- _SUPPLIED INFORMATION_:

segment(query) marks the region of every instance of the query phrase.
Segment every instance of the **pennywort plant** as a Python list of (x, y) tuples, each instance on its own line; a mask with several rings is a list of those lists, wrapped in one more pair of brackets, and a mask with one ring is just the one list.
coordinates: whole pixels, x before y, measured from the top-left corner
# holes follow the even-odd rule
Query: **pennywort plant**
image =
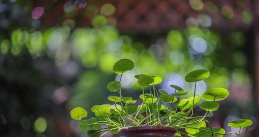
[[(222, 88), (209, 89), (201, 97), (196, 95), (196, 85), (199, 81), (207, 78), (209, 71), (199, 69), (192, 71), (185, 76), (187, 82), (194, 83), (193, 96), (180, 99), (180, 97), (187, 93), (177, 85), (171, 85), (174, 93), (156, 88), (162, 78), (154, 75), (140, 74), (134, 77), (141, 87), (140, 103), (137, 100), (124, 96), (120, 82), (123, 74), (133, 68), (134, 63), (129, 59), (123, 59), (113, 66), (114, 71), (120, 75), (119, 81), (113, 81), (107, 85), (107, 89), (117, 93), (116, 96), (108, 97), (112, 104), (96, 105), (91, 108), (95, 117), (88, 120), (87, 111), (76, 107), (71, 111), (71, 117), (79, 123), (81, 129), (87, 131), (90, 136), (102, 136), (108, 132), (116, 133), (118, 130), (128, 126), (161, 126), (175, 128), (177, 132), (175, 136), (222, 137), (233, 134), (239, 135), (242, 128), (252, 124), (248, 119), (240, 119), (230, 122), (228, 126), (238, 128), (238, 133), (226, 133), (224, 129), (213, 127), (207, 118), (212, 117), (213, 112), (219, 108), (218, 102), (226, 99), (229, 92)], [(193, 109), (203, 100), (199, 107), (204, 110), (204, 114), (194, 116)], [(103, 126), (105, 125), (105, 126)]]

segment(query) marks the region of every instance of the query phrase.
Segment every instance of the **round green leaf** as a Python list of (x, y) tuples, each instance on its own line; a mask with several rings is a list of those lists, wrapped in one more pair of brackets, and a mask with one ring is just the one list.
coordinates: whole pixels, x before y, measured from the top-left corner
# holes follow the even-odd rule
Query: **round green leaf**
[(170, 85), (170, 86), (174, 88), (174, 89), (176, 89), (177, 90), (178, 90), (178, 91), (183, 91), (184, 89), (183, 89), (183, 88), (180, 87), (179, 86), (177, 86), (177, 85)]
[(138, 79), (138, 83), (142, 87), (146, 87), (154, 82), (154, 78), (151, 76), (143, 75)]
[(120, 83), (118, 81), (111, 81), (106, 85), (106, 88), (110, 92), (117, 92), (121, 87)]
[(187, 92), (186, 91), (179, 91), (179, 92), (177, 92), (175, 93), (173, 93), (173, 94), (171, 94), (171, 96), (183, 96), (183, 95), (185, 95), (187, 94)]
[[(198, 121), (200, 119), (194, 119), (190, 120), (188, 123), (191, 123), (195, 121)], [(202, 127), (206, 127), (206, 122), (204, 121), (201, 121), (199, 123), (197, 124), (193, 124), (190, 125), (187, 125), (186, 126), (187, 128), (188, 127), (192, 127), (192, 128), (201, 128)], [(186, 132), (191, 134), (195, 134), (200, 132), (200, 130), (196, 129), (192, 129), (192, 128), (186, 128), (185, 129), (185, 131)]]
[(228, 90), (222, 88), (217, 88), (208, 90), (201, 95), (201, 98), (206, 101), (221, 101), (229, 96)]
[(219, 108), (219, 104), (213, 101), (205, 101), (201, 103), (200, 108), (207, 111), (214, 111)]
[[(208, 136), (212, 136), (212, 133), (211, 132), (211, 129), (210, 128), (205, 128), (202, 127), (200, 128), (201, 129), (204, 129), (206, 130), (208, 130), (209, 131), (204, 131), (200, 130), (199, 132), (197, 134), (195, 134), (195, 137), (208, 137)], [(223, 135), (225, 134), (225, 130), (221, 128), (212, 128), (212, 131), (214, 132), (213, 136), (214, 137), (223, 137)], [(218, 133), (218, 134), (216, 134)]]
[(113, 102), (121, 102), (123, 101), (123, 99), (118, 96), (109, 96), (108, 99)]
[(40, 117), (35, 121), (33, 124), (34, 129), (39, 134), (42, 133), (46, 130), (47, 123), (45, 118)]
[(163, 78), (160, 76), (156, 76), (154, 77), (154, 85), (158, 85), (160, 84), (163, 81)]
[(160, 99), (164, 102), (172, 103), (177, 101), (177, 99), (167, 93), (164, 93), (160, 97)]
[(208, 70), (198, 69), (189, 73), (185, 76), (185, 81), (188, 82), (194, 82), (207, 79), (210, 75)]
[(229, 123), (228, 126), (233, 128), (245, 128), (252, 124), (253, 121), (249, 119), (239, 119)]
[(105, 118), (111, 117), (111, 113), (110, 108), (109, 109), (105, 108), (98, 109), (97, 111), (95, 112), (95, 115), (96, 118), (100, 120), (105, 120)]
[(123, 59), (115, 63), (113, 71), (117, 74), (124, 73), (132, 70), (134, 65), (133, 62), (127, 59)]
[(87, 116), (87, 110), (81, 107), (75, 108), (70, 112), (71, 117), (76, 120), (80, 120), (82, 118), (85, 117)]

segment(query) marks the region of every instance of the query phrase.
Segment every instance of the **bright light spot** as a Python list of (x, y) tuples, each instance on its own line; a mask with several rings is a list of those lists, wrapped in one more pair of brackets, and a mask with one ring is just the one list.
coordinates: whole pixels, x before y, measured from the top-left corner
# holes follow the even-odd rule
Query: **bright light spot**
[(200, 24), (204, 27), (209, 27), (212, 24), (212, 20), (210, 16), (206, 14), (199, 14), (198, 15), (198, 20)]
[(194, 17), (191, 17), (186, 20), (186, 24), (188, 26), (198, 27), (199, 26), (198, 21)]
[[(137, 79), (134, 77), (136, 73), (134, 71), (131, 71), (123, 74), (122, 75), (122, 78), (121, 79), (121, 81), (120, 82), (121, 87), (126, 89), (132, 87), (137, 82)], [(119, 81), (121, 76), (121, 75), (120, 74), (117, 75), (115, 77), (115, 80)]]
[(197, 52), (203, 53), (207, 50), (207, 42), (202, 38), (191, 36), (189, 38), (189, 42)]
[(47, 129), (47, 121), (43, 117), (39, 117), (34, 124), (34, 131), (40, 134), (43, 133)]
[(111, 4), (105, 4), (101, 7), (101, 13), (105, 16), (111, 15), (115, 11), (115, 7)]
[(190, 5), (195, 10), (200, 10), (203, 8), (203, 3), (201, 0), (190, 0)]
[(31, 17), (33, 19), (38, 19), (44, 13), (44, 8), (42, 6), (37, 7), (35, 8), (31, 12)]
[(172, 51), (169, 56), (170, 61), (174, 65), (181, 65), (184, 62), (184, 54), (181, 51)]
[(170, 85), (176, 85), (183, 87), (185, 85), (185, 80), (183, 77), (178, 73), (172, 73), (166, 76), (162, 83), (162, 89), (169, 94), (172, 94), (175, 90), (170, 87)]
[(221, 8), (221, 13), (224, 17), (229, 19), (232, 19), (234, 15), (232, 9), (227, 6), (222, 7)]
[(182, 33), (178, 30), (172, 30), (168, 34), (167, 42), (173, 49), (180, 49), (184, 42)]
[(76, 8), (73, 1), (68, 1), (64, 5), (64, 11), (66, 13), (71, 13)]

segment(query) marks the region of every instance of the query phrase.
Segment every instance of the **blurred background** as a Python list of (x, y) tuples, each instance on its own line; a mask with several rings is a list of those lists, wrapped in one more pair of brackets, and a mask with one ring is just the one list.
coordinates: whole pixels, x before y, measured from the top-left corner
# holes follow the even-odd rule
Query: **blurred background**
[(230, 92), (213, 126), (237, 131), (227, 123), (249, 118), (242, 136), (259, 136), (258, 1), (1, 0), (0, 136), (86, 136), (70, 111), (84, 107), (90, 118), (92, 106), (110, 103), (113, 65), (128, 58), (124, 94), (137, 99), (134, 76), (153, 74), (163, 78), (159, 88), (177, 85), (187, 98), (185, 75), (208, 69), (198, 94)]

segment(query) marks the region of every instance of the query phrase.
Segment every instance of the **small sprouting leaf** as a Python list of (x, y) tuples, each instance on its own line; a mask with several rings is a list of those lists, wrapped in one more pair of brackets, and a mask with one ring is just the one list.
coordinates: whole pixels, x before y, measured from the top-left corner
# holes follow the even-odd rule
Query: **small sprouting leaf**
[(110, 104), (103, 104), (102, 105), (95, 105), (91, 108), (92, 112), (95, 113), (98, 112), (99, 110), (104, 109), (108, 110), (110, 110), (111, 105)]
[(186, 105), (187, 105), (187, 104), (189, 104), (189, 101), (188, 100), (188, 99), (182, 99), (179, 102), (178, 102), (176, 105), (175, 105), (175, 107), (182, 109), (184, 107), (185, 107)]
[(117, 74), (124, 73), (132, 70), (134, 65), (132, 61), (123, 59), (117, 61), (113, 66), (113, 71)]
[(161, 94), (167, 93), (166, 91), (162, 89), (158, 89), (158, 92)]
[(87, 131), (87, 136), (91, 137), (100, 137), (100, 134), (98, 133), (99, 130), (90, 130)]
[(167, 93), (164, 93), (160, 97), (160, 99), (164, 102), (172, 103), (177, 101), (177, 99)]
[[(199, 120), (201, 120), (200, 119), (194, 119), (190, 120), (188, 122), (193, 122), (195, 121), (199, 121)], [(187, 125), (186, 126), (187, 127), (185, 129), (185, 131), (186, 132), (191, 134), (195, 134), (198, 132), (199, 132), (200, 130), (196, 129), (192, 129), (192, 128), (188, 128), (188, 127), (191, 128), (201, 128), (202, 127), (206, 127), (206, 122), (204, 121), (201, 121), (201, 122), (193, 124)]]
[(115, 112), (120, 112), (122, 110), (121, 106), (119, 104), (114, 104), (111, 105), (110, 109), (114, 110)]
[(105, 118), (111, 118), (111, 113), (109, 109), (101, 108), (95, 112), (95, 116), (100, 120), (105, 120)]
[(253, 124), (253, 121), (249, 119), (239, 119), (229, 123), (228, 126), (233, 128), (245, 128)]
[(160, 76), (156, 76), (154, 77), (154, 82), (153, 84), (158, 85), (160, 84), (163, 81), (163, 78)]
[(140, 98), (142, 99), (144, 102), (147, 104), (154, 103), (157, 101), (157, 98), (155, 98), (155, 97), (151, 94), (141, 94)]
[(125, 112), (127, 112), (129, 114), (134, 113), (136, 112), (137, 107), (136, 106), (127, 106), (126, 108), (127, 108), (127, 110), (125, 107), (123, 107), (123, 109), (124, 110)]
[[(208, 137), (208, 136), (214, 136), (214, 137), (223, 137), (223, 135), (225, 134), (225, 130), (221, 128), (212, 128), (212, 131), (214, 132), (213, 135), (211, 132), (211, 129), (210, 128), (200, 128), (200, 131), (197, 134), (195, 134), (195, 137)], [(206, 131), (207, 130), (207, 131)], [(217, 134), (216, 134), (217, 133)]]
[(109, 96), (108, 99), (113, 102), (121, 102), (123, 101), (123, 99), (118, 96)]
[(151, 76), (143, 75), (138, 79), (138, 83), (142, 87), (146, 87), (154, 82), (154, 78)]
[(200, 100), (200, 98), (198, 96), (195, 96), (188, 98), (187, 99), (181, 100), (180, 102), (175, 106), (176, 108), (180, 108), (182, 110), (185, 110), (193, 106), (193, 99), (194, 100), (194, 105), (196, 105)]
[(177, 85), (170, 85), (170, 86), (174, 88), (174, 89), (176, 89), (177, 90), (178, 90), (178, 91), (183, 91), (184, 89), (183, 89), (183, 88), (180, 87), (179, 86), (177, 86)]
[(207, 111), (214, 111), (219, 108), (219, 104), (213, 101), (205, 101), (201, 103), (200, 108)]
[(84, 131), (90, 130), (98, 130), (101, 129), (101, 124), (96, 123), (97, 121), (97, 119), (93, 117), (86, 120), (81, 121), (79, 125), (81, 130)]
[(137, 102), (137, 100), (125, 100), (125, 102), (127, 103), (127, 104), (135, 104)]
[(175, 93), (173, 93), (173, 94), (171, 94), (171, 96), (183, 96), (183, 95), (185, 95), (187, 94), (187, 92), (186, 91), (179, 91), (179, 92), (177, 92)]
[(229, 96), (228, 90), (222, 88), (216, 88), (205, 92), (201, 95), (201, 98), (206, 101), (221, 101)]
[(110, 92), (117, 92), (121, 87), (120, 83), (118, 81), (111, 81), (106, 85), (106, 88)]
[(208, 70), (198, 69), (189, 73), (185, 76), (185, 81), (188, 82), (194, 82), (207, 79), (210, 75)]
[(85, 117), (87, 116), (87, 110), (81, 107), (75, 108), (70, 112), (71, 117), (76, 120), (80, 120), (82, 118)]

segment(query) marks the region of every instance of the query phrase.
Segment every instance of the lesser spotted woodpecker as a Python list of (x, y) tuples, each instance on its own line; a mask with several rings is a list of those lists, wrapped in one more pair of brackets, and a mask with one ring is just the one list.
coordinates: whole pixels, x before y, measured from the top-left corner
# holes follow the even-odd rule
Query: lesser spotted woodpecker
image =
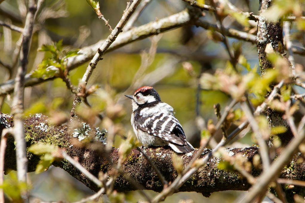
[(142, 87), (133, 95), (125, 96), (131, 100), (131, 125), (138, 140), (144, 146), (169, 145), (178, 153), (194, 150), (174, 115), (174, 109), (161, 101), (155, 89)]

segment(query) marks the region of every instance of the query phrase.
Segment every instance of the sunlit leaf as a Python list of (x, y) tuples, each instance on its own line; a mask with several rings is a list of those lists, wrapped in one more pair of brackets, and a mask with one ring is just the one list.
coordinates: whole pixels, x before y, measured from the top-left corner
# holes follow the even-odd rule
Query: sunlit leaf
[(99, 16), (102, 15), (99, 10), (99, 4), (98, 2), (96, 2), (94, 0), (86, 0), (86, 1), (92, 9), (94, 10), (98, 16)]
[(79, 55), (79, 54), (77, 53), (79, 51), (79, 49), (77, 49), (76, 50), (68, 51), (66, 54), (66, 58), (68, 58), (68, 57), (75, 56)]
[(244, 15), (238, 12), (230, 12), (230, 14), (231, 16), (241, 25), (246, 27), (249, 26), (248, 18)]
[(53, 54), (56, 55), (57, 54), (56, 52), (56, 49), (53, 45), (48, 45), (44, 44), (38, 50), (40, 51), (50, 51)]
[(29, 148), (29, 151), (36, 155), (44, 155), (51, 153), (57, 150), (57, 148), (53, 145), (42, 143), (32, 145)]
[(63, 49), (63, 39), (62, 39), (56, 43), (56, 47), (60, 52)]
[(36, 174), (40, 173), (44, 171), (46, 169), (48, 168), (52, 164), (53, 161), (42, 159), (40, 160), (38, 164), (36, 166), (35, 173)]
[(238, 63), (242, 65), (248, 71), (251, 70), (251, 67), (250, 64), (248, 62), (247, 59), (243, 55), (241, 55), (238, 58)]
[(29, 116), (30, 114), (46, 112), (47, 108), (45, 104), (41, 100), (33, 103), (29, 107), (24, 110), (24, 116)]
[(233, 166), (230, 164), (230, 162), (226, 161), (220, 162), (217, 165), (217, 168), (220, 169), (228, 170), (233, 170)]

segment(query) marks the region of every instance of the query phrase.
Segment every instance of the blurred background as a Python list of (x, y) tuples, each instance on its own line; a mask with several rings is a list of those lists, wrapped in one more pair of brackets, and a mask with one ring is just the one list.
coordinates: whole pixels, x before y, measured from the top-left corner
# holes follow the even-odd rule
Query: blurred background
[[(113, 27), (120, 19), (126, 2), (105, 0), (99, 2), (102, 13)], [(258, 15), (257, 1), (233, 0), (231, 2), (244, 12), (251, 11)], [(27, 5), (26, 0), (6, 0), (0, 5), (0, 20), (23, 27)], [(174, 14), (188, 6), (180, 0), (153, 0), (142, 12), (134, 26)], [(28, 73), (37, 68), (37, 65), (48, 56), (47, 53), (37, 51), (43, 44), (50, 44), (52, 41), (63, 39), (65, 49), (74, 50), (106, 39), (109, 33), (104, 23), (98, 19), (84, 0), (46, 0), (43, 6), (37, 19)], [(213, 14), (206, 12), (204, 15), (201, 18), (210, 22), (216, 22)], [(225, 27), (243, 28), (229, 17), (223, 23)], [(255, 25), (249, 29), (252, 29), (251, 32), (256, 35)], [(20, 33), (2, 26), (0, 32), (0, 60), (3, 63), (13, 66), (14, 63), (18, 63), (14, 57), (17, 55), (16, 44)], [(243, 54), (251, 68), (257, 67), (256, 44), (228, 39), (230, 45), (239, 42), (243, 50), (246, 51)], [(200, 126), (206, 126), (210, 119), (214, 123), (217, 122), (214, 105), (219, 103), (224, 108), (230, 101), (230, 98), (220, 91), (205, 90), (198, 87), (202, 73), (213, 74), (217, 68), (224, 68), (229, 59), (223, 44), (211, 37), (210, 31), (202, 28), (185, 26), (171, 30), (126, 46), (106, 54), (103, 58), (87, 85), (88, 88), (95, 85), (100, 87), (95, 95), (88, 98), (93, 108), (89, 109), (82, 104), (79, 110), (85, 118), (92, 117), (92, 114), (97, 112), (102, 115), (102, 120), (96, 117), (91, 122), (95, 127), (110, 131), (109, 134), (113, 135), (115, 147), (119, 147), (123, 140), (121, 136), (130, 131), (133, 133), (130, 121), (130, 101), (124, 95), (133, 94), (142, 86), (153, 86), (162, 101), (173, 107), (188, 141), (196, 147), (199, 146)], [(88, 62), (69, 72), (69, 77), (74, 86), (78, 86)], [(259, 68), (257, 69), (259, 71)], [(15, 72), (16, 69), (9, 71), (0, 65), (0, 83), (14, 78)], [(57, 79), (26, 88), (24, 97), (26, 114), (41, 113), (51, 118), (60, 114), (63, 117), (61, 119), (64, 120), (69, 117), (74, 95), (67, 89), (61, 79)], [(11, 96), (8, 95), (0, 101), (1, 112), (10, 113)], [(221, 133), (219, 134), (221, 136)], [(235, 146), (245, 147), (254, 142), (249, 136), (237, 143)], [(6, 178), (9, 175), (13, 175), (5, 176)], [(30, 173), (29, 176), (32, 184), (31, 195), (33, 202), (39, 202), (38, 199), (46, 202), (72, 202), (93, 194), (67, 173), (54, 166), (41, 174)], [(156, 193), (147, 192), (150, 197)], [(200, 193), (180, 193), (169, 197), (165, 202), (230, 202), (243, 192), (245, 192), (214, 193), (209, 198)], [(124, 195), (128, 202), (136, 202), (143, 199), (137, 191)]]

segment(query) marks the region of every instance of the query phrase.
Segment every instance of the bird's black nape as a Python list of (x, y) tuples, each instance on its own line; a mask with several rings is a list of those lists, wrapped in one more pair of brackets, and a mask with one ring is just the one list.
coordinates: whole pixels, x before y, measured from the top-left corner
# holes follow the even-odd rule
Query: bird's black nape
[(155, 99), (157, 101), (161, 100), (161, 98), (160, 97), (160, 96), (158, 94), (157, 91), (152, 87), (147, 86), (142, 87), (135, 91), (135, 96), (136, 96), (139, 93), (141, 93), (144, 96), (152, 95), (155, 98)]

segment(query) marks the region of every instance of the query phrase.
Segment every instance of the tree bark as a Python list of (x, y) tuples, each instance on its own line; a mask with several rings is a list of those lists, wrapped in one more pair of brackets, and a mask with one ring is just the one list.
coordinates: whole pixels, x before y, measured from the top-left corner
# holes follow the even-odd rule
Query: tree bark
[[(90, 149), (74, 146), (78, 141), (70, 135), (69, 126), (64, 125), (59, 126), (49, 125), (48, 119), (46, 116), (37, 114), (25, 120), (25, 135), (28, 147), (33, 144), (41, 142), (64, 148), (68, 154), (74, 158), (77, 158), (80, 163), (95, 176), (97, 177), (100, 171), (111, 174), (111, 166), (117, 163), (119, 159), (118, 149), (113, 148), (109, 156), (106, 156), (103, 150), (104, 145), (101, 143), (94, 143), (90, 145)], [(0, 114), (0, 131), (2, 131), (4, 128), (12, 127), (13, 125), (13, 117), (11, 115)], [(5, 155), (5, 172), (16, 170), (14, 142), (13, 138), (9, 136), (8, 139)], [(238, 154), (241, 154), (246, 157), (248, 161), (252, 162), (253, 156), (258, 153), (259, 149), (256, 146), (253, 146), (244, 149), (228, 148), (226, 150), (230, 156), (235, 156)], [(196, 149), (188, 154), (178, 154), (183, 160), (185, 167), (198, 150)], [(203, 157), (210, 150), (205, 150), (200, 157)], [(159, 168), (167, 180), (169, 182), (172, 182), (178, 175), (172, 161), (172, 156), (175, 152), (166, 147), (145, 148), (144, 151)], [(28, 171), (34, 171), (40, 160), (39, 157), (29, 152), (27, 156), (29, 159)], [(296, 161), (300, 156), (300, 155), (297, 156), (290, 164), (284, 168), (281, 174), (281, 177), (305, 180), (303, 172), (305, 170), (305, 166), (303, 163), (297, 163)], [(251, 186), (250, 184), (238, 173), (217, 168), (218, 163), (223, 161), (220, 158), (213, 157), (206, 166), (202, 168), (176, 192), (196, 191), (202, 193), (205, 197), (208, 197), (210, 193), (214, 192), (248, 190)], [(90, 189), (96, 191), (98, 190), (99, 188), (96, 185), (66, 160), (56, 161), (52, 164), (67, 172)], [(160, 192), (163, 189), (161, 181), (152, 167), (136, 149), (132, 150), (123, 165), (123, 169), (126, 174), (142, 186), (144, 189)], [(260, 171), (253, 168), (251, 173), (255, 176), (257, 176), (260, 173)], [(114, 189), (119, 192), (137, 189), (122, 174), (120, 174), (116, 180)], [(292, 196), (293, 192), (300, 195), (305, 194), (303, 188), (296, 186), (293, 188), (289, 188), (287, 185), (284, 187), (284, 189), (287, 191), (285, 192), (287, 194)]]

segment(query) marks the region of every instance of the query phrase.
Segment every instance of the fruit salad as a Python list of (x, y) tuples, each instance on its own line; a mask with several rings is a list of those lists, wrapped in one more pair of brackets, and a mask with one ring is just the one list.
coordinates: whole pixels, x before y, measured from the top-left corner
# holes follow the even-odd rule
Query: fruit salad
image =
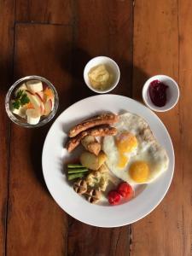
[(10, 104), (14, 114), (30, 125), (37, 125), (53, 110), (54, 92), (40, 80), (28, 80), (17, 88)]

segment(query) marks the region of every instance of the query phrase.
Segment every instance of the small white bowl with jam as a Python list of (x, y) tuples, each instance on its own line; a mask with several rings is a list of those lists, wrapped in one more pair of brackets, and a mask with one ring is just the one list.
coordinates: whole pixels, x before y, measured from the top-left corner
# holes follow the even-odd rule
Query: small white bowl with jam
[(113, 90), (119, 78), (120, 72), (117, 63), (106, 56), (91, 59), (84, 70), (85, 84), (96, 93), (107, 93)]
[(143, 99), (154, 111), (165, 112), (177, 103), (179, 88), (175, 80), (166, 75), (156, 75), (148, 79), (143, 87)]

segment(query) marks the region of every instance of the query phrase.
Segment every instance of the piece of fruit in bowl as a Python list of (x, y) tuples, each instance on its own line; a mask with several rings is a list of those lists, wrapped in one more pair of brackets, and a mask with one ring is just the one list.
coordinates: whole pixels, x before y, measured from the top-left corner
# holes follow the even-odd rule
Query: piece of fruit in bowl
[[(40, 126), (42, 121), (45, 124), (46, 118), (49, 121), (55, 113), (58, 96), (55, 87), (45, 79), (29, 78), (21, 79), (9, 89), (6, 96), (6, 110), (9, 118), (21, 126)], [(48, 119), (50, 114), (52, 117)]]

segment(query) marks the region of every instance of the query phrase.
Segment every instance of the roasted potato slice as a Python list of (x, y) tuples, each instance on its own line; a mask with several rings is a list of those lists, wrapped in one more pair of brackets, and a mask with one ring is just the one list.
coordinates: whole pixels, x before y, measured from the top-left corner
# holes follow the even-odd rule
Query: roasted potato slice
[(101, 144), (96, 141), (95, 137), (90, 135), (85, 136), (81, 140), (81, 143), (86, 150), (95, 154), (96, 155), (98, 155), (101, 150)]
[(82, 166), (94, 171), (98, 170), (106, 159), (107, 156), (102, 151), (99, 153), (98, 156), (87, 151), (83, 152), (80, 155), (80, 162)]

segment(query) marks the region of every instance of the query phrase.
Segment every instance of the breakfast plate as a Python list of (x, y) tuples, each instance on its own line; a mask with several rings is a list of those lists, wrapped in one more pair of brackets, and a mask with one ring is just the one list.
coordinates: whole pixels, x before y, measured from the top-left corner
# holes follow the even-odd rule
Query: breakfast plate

- _TASK DETAILS_: Copy every line of the data above that contains the string "green". Matching is case-sensitive.

- _OUTPUT BELOW_:
Segment every instance of the **round green leaf** as a Python list of (x, y) tuples, each instance on its own line; a mask with several rings is a list of those lists, wrapped in one more pair of brackets, and a mask with one ring is just the one list.
Query: **round green leaf**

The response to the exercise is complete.